Lines of data
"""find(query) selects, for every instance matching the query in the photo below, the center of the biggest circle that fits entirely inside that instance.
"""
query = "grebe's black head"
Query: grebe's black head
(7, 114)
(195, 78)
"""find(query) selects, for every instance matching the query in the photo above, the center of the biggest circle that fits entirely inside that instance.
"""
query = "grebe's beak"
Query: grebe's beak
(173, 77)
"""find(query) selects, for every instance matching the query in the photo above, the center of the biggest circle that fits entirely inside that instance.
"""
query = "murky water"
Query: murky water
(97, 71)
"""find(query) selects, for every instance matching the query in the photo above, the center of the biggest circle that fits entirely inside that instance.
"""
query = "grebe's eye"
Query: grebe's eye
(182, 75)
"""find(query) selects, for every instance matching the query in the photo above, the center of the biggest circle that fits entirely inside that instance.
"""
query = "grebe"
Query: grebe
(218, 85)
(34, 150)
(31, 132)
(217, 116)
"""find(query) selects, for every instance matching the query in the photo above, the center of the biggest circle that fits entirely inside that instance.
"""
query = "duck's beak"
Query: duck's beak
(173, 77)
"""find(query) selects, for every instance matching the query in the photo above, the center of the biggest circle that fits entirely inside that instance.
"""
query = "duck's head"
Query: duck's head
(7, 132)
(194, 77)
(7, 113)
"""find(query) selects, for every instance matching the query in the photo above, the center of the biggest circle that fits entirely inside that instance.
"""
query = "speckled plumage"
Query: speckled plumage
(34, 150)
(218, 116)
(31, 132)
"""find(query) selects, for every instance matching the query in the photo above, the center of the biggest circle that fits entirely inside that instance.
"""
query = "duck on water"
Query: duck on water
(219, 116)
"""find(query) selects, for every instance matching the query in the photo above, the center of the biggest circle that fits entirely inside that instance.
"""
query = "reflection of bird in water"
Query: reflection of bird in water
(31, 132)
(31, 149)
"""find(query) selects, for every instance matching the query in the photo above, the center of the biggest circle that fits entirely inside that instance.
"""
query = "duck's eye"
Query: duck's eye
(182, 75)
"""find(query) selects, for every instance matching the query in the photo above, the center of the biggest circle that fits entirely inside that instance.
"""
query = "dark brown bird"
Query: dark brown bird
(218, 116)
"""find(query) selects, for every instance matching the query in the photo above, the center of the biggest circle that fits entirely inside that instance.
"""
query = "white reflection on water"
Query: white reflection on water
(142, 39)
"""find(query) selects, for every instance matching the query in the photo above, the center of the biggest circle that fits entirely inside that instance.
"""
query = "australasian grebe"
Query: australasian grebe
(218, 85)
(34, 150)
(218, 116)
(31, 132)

Given instruction :: Write out the material exactly as given.

Completed task ::
"""find(query) selects, for every instance matching the query in the photo below, the center of the biggest circle that fits entirely inside that instance.
"""
query = "grebe's black head"
Query: grebe's black head
(7, 114)
(195, 78)
"""find(query) selects, for every instance matching the query in the photo above, the center of the biggest circle that fits entirely inside that instance.
"""
query = "grebe's beak"
Query: grebe's beak
(173, 77)
"""find(query) selects, for every instance matching the query in the photo above, the center of the biggest circle that fits entirely inside that instance.
"""
query = "murky water"
Query: murky water
(97, 71)
"""find(query) selects, for every instance matching the query in the photo above, the center of the biggest circle that fits entirely inside that instance.
"""
query = "grebe's eye"
Query: grebe's eye
(182, 75)
"""find(query) selects, for every instance matching the query in the photo above, the center of the biggest circle that fits entirely inside that instance.
"""
query = "grebe"
Query: grebe
(218, 85)
(34, 150)
(31, 132)
(217, 116)
"""find(query) selects, for every instance matching the query in the photo above, the center of the biggest circle that fits entirely inside that instance.
"""
query = "duck's beak"
Query: duck's beak
(173, 77)
"""find(query) selects, for every instance matching the query in the photo above, the center of the biggest circle that fits entirely inside that instance.
"""
query = "duck's head"
Query: duck's head
(7, 132)
(194, 77)
(7, 113)
"""find(query) selects, for every instance matching the query in the photo above, the center of the biggest circle that fits entirely inside that instance.
"""
query = "speckled plumage"
Query: speckled plumage
(34, 150)
(218, 116)
(31, 132)
"""find(query) selects, for every instance matching the query in the photo above, the center of the biggest circle that fits entirely inside that instance.
"""
query = "duck on water"
Query: duck on water
(219, 116)
"""find(query) selects, for every instance matching the query in the photo above, the center of the biggest circle that fits entirely inside that instance.
"""
query = "reflection of bird in water"
Query: reflection of bird in water
(31, 132)
(31, 149)
"""find(query) selects, for every instance matching the query in the photo above, the center of the biggest circle that fits entirely inside that instance.
"""
query = "duck's eye"
Query: duck's eye
(182, 75)
"""find(query) selects, for every instance matching the query in the photo above, the center of the biggest circle that fits entirely inside that instance.
"""
query = "dark brown bird"
Query: dark brown bird
(218, 116)
"""find(query) selects, for every instance matching the query in the photo above, the center of the biggest circle that fits entirely inside that instance.
"""
query = "white reflection on water"
Query: white reflection on water
(142, 39)
"""find(query) selects, for every instance matching the query in the photo above, the center of the biggest circle that fits entirely inside that instance.
"""
query = "australasian grebe"
Query: australasian grebe
(218, 85)
(34, 150)
(218, 116)
(31, 132)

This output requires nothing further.